* [PROBLEM DETAILS]: The lines to copy from the listing below are those that contain the string "Input".

* [RECORDS]:

************

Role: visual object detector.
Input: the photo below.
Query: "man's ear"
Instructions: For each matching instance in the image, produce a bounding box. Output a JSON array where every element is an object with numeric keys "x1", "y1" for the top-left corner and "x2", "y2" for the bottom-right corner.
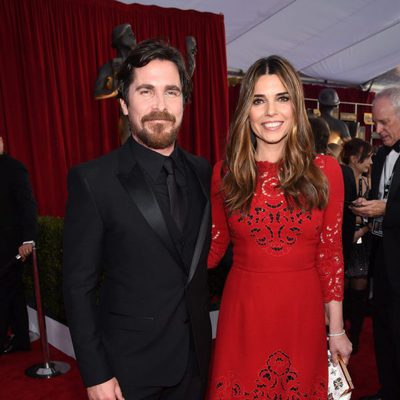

************

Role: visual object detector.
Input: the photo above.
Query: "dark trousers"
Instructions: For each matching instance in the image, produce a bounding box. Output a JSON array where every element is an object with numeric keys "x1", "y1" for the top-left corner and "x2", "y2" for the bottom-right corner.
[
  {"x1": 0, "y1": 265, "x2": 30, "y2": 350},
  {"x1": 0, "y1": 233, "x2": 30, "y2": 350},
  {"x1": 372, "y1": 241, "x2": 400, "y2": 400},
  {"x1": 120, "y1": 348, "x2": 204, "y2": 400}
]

************

* [SOLVED EXERCISE]:
Input: the photo below.
Input: the photo above.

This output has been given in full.